Contour annotation records:

######

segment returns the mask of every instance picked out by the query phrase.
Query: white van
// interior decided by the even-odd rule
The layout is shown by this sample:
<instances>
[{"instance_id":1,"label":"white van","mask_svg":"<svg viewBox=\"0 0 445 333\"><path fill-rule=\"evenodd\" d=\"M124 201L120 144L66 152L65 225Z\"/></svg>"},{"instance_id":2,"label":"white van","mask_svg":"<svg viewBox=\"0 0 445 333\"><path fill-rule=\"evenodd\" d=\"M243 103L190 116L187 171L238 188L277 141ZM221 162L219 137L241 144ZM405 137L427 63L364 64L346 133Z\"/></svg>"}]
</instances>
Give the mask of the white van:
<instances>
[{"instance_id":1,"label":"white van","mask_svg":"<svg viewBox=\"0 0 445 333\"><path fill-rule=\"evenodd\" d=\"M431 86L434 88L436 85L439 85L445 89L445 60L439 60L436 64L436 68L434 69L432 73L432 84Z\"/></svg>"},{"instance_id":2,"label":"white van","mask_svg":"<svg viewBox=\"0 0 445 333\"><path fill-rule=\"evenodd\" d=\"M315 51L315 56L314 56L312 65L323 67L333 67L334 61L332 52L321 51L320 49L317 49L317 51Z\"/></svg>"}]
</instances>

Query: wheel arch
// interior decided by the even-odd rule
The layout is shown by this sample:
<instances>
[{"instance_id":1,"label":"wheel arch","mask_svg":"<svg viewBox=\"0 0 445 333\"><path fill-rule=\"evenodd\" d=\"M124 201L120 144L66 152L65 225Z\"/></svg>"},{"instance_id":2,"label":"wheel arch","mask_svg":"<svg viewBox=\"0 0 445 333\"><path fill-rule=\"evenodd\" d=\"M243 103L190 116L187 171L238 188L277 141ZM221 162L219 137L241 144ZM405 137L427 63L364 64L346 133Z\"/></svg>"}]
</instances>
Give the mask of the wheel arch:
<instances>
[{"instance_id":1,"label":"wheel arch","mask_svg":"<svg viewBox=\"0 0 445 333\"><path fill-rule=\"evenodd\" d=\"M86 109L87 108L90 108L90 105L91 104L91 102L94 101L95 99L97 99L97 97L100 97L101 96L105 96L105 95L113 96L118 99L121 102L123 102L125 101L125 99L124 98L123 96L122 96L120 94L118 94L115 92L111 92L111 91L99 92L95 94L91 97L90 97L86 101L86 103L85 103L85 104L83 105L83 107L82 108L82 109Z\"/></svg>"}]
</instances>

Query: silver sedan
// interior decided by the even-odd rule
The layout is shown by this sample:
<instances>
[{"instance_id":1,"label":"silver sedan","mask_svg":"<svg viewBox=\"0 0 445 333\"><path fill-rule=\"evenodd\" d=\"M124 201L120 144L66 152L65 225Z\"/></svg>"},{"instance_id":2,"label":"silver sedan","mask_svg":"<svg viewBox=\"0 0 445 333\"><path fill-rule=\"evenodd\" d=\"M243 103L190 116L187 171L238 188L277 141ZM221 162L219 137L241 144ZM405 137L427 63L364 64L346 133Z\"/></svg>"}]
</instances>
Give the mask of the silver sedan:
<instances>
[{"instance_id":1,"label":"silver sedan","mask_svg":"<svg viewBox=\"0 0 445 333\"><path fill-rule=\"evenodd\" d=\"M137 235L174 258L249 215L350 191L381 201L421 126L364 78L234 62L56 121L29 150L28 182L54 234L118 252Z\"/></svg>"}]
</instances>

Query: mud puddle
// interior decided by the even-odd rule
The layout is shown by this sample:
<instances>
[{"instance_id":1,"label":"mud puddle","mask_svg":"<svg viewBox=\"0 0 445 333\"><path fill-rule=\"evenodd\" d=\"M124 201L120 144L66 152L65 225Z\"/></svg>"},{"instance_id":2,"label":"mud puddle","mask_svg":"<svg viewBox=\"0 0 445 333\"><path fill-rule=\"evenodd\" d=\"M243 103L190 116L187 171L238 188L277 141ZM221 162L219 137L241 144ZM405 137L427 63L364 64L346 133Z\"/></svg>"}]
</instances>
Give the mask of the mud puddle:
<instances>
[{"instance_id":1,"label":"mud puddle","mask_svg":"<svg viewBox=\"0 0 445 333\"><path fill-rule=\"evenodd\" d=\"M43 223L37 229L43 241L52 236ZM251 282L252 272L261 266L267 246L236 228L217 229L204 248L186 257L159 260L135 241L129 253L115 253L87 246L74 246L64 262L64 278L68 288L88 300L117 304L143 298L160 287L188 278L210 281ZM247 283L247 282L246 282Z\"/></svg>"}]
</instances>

######

What to produce: Present every line of the records above as a JSON array of strings, one string for each line. Leave out blank lines.

Answer to this exercise:
[
  "segment returns the mask of every instance picked out by the query phrase.",
  "Query: white van",
  "// interior decided by the even-odd rule",
  "The layout is shown by this sample:",
  "<instances>",
  "[{\"instance_id\":1,\"label\":\"white van\",\"mask_svg\":\"<svg viewBox=\\\"0 0 445 333\\\"><path fill-rule=\\\"evenodd\\\" d=\\\"M124 201L120 144L66 152L65 225Z\\\"/></svg>\"},{\"instance_id\":2,\"label\":\"white van\",\"mask_svg\":\"<svg viewBox=\\\"0 0 445 333\\\"><path fill-rule=\\\"evenodd\\\" d=\\\"M243 103L190 116L187 171L238 188L277 141ZM221 162L219 137L241 144ZM405 137L427 63L364 64L346 133Z\\\"/></svg>\"}]",
  "</instances>",
  "Give the mask of the white van:",
  "<instances>",
  "[{\"instance_id\":1,\"label\":\"white van\",\"mask_svg\":\"<svg viewBox=\\\"0 0 445 333\\\"><path fill-rule=\\\"evenodd\\\" d=\\\"M431 86L434 88L436 85L439 85L445 89L445 60L439 60L436 64L436 68L434 69L432 73L432 84Z\\\"/></svg>\"},{\"instance_id\":2,\"label\":\"white van\",\"mask_svg\":\"<svg viewBox=\\\"0 0 445 333\\\"><path fill-rule=\\\"evenodd\\\" d=\\\"M315 51L315 56L314 56L312 65L323 67L333 67L334 61L332 52L321 51L320 49L317 49L317 51Z\\\"/></svg>\"}]",
  "</instances>",
  "Query: wheel arch",
  "// interior decided by the even-odd rule",
  "The layout is shown by this sample:",
  "<instances>",
  "[{\"instance_id\":1,\"label\":\"wheel arch\",\"mask_svg\":\"<svg viewBox=\\\"0 0 445 333\\\"><path fill-rule=\\\"evenodd\\\" d=\\\"M124 201L120 144L66 152L65 225Z\\\"/></svg>\"},{\"instance_id\":2,\"label\":\"wheel arch\",\"mask_svg\":\"<svg viewBox=\\\"0 0 445 333\\\"><path fill-rule=\\\"evenodd\\\" d=\\\"M243 103L190 116L187 171L238 188L277 141ZM221 162L219 137L241 144ZM405 137L427 63L364 64L346 133Z\\\"/></svg>\"}]",
  "</instances>",
  "Give the mask of the wheel arch:",
  "<instances>",
  "[{\"instance_id\":1,\"label\":\"wheel arch\",\"mask_svg\":\"<svg viewBox=\\\"0 0 445 333\\\"><path fill-rule=\\\"evenodd\\\" d=\\\"M86 109L87 108L90 108L90 105L91 104L91 102L94 101L95 99L97 99L97 97L100 97L101 96L105 96L105 95L113 96L118 99L121 102L123 102L125 101L125 99L124 98L123 96L122 96L120 94L118 94L115 92L111 92L111 91L99 92L95 94L91 97L90 97L86 101L86 103L85 103L85 104L83 105L83 107L82 108L82 109Z\\\"/></svg>\"}]",
  "</instances>",
  "Query: silver sedan",
  "// interior decided by the even-odd rule",
  "The layout is shown by this sample:",
  "<instances>",
  "[{\"instance_id\":1,\"label\":\"silver sedan\",\"mask_svg\":\"<svg viewBox=\\\"0 0 445 333\\\"><path fill-rule=\\\"evenodd\\\" d=\\\"M124 201L120 144L66 152L65 225Z\\\"/></svg>\"},{\"instance_id\":2,\"label\":\"silver sedan\",\"mask_svg\":\"<svg viewBox=\\\"0 0 445 333\\\"><path fill-rule=\\\"evenodd\\\" d=\\\"M243 103L190 116L187 171L238 188L277 141ZM221 162L219 137L241 144ZM405 137L427 63L364 64L346 133Z\\\"/></svg>\"}]",
  "</instances>",
  "Give the mask of the silver sedan:",
  "<instances>",
  "[{\"instance_id\":1,\"label\":\"silver sedan\",\"mask_svg\":\"<svg viewBox=\\\"0 0 445 333\\\"><path fill-rule=\\\"evenodd\\\" d=\\\"M137 235L174 258L249 215L350 191L381 201L421 126L364 78L234 62L56 121L29 150L28 182L54 234L118 252Z\\\"/></svg>\"}]",
  "</instances>",
  "Query: mud puddle",
  "// interior decided by the even-odd rule",
  "The layout is shown by this sample:",
  "<instances>",
  "[{\"instance_id\":1,\"label\":\"mud puddle\",\"mask_svg\":\"<svg viewBox=\\\"0 0 445 333\\\"><path fill-rule=\\\"evenodd\\\" d=\\\"M124 201L120 144L66 152L65 225Z\\\"/></svg>\"},{\"instance_id\":2,\"label\":\"mud puddle\",\"mask_svg\":\"<svg viewBox=\\\"0 0 445 333\\\"><path fill-rule=\\\"evenodd\\\" d=\\\"M243 103L190 116L187 171L238 188L277 141ZM221 162L219 137L241 144ZM405 137L427 63L364 64L346 133Z\\\"/></svg>\"}]",
  "</instances>",
  "Give the mask of the mud puddle:",
  "<instances>",
  "[{\"instance_id\":1,\"label\":\"mud puddle\",\"mask_svg\":\"<svg viewBox=\\\"0 0 445 333\\\"><path fill-rule=\\\"evenodd\\\" d=\\\"M43 223L37 229L43 241L52 236ZM251 282L252 272L261 266L267 246L236 228L217 229L204 248L186 257L159 260L135 241L129 253L115 253L87 246L74 246L64 262L64 278L68 288L88 300L117 304L143 298L160 287L188 278L210 281ZM247 283L247 282L246 282Z\\\"/></svg>\"}]",
  "</instances>"
]